REQUIRED WORK | Edit the Niger article by rewriting everything from "In 2016, Niger" down to "marry before 18.", changing "fastest-growing" to "most rapidly growing".

[BEGIN SELECTED EXTRACT]

OUALLAM, Niger — By the time a U.S. Army Special Forces team arrived in Tongo Tongo last month — its last stop in an ill-fated mission — Islamist militants already wielded power and influence in the remote border village.
In a poor, barren region neglected by the state, the militants were at once the villagers’ benefactors, employers, customers and unofficial police force, according to residents. The militants bought goats, cows and supplies at the market. They gave food to farmers whose crops had failed and recruited jobless youths by offering motorcycles and cash. They caught thieves and punished drug traffickers.
In return, the militants expected loyalty.
“The government can’t protect us,” said Mounkaila Alassane, the village chief. “That’s why we collaborate with the jihadists.”
A U.S. investigation is underway into the ambush by Islamist fighters that killed four American soldiers and five Nigerien troops on Oct. 4. It is certain to address issues such as whether they had adequate weaponry and a proper risk assessment.
Residents, Nigerien officials and analysts say it is clear that the U.S.-Niger team was operating in an area where many villagers sympathize with the militants or are forced to assist them. It is not clear how aware the soldiers were of the threat.
For U.S. troops supporting Niger’s military, that bond between the villagers and the fighters may prove difficult to break.
It is the product of forces including poverty, altered weather patterns, and tribal and ethnic conflicts. There is an absence of state authority along Niger’s long, sandy borders with Mali, Burkina Faso and Nigeria, and security forces in the area are ill-equipped.
“It’s an asymmetrical war,” said Hama Assah, a Nigerien lawmaker who heads the parliament’s defense and security committee. “The enemy can see you. But you can’t see the enemy.”
Roughly 800 American troops are in the country, one of the world’s most impoverished. Hundreds work on two drone bases in Niger. A third of the U.S. troops are Special Forces soldiers who train local forces.
American troops began arriving in 2012, when ethnic Tuareg people launched a separatist rebellion and seized much of northern Mali. The revolt was soon hijacked by al-Qaeda and other extremists. That triggered a flowering of militant groups across West and North Africa.
Arms and fighters from Libya's civil war have contributed to the crisis. Today, Niger is surrounded by countries where militant groups linked to the Islamic State or al-Qaeda are operating.
“We are in the middle of a fire, and the flames are everywhere,” said Gare Amadou, a political analyst and journalist in Niger’s capital, Niamey.
‘Using them like tools’
Nekanda Inoussa has been watching those flames slowly destroy his community. Over the past two decades, the Sahara desert has spread, consuming farming areas. The rainfall has been irregular, and the soil is so worn out that it cannot hold water. Every year, there are fewer crops, less food to eat.
“These are the effects of climate change,” said Inoussa, deputy prefect of the Ouallam district, which includes Tongo Tongo. “At times, the rain doesn’t fall. Other times it falls suddenly, destroying the crops. The food urgency is chronic.”
In 2016, Niger ranked 187th out of 188 nations on the U.N. Human Development Index. Nearly half its 20 million residents live below the poverty line. It has one of the world's fastest-growing populations, putting further pressure on its economy. Niger has the highest rate of child marriages in the world — 3 out of 4 girls marry before 18.

[END SELECTED EXTRACT]
[BEGIN GIVEN RECORDS]

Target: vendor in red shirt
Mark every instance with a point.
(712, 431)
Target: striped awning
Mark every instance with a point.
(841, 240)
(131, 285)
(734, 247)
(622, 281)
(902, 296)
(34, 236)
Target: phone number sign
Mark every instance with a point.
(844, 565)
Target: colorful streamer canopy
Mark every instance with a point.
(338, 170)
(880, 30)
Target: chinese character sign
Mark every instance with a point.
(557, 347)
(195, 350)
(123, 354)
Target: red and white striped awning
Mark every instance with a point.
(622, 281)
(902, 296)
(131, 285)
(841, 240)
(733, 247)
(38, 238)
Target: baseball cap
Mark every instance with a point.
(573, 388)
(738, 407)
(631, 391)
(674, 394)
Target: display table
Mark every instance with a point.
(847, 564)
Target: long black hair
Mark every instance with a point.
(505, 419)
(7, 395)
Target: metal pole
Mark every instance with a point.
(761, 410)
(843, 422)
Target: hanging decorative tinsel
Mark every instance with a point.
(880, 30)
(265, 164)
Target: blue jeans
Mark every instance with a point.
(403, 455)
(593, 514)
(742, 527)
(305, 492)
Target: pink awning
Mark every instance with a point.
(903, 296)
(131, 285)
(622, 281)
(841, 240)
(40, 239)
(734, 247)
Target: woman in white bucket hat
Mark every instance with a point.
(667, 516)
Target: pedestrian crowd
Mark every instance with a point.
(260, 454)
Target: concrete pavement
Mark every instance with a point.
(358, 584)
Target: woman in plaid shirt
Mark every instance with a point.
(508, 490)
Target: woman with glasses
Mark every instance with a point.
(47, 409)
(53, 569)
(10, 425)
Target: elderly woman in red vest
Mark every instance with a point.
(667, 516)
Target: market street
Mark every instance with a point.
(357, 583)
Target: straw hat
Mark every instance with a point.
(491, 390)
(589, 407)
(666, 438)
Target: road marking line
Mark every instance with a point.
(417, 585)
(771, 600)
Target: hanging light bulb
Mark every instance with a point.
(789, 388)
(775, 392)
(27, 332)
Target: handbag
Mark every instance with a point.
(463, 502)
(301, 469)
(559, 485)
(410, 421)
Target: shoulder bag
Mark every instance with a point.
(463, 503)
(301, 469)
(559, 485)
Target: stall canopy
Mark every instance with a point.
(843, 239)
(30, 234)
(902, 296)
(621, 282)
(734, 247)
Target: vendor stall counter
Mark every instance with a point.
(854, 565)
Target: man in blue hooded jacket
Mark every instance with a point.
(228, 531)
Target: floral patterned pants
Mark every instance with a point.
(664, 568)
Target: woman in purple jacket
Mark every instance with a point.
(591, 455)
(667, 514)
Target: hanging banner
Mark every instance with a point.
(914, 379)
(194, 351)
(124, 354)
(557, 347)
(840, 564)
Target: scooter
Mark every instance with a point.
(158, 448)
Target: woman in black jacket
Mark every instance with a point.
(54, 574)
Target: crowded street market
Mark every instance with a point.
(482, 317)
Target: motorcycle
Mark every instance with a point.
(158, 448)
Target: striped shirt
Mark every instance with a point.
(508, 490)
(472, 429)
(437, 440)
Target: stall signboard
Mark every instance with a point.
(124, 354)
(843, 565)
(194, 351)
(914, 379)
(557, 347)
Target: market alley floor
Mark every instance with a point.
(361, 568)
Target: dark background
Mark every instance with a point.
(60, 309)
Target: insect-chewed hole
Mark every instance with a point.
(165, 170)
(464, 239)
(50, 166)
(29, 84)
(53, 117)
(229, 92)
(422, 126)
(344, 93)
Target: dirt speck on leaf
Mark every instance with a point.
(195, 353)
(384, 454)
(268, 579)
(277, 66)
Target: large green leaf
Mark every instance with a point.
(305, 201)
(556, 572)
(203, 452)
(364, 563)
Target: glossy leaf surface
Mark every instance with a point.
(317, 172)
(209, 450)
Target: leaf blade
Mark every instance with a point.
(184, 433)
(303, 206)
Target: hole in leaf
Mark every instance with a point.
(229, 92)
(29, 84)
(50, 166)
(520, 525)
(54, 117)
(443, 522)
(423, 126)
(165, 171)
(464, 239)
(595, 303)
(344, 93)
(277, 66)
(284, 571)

[END GIVEN RECORDS]

WRITTEN ANSWER |
In 2016, Niger ranked 187th out of 188 nations on the U.N. Human Development Index. Nearly half its 20 million residents live below the poverty line. It has one of the world's most rapidly growing populations, putting further pressure on its economy. Niger has the highest rate of child marriages in the world — 3 out of 4 girls marry before 18.